:: Reading passage ::
The pattern extended to whether men chose marriage at all. Thirty-two percent of men homozygous for the 334 allele were unmarried, compared to 17% of men without it. And the effect wasn’t invisible to their partners. Women married to men carrying one or two copies of the 334 allele rated their relationships lower on measures of affection, agreement, and togetherness. Notably, this association between the vasopressin receptor gene and bonding behavior was significant in men but not in women, suggesting the genetic influence on pair bonding operates differently across sexes.

What “41% Heritable” Actually Means

The 41% heritability figure comes from twin studies, which compare the behavior of identical twins (who share all their DNA) with fraternal twins (who share about half). When identical twins are more similar in their infidelity patterns than fraternal twins, the difference points to a genetic contribution. For infidelity, that contribution is moderate. For comparison, height is about 80% heritable, and personality traits like extraversion land around 50%.

A common misunderstanding is that 41% heritable means a person with “infidelity genes” has a 41% chance of cheating. That’s not how heritability works. It’s a population-level statistic describing how much of the overall variation in a behavior across a group of people can be attributed to genetic differences. It says nothing definitive about any single individual. Two people with identical genetic risk profiles can end up in completely different places depending on their relationships, values, attachment history, and circumstances.
:::
:: Source information ::
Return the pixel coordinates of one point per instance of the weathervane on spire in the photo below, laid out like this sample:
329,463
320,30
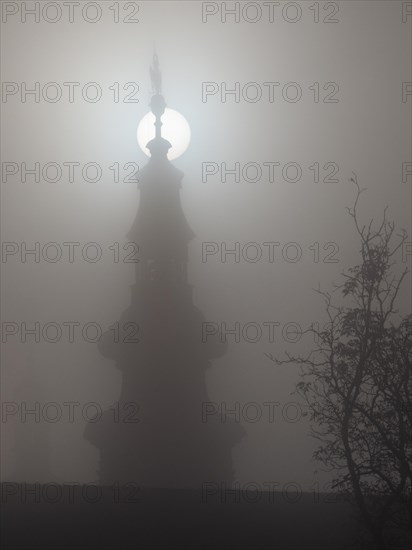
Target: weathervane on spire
156,75
157,146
:::
### Assigned task 1:
According to the passage on heritability, why does a 41% heritability figure not mean that a person with "infidelity genes" has a 41% chance of cheating?
### Assigned task 2:
Echo the passage on heritability word for word. Begin at the words "A common misunderstanding" and stop after "history, and circumstances.".

### Exercise output 1:
Heritability is a population-level statistic. It describes how much of the overall variation in a behavior across a group can be attributed to genetic differences. It says nothing definitive about any single individual, so two people with identical genetic risk profiles can end up in completely different places.

### Exercise output 2:
A common misunderstanding is that 41% heritable means a person with “infidelity genes” has a 41% chance of cheating. That’s not how heritability works. It’s a population-level statistic describing how much of the overall variation in a behavior across a group of people can be attributed to genetic differences. It says nothing definitive about any single individual. Two people with identical genetic risk profiles can end up in completely different places depending on their relationships, values, attachment history, and circumstances.